*** Reading text

De la République des Turcs, Guillaume Postel, Poitiers, 1560.

Guillaume Postel (March 25, 1510September 6, 1581), was a French linguist, astronomer, Cabbalist, diplomat, professor, and religious universalist.

Born in the village of Barenton in Basse-Normandie, Postel made his home in the vicinity of Paris.

Adept at Arabic, Hebrew, and Syriac and other Semitic languages, as well as the Classical languages of Ancient Greek and Latin, he soon came to the attention of the French court. In 1536, seeking a Franco-Ottoman alliance with the Ottoman Turks, Francis I sent Postel as the official interpreter of the French embassy of Jean de La Forêt to the Turkish sultan Suleiman the Magnificent in Constantinople. Postel was also apparently assigned to gather interesting Eastern manuscripts for the royal library.

In Linguarum Duodecim Characteribus Differentium Alphabetum Introductio, An Introduction to the Alphabetic Characters of Twelve Different Languages, published in 1538, Postel became the first scholar to recognize the inscriptions on Judean coins from the period of the Great Jewish Revolt as Hebrew written in the ancient "Samaritan" characters.

In 1544, in De orbis terrae concordia, Concerning the Harmony of the Earth, Postel advocated a universalist world religion. The thesis of the book was that all Jews, Muslims and heathens could be converted to the Christian religion once all of the religions of the world were shown to have common foundations and that Christianity best represented these foundations. He believed these foundations to be the love of God, the praising of God, the love of Mankind, and the helping of Mankind.

******

● **Action item**:
Rewrite the passage about Guillaume Postel from "De la République" up to and including "vicinity of Paris.", substituting "Postellus" for "Postel" everywhere it appears.

*** Information provided

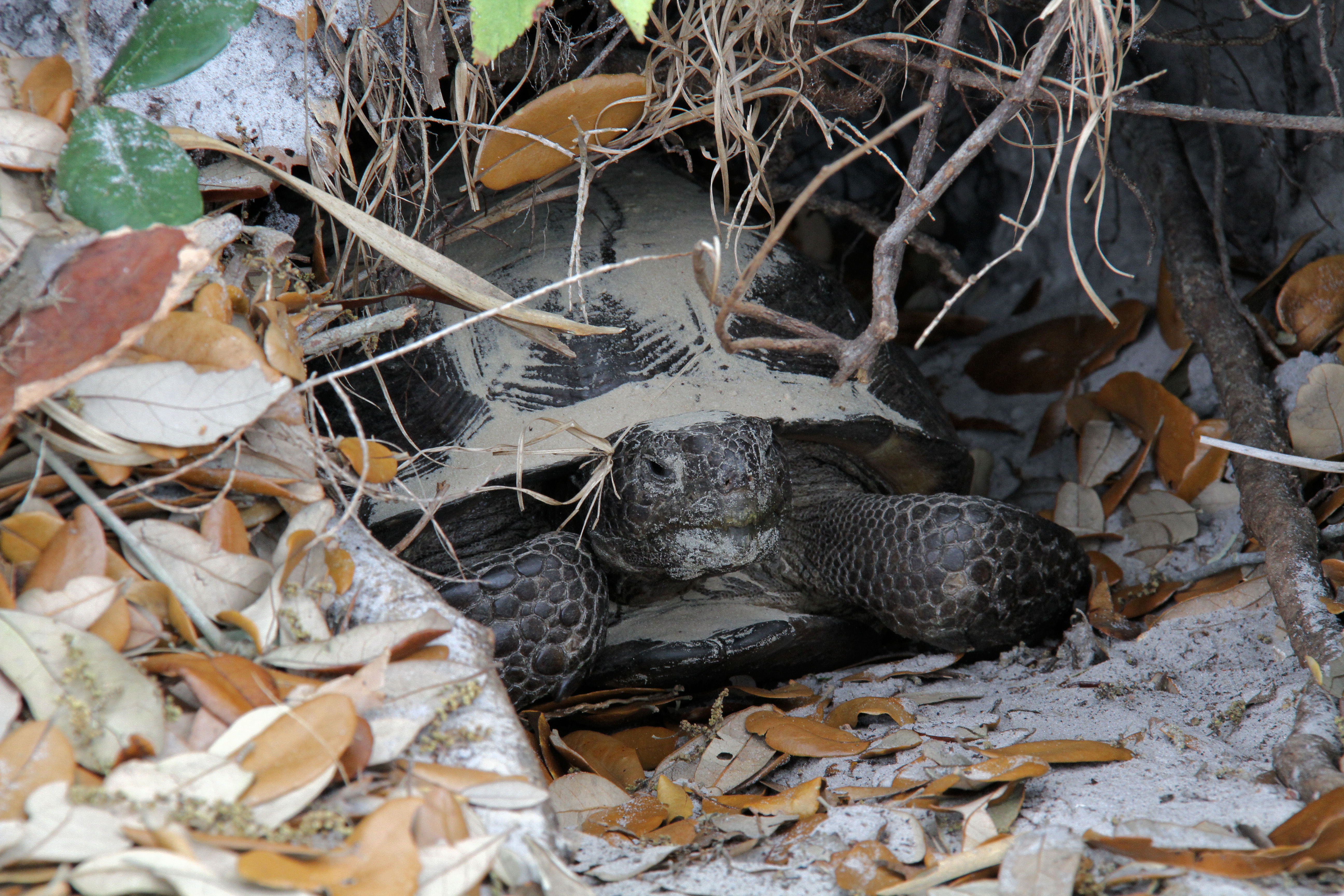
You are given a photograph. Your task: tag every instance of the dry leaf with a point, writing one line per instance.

******

● **Exercise output**:
De la République des Turcs, Guillaume Postellus, Poitiers, 1560.

Guillaume Postellus (March 25, 1510September 6, 1581), was a French linguist, astronomer, Cabbalist, diplomat, professor, and religious universalist.

Born in the village of Barenton in Basse-Normandie, Postellus made his home in the vicinity of Paris.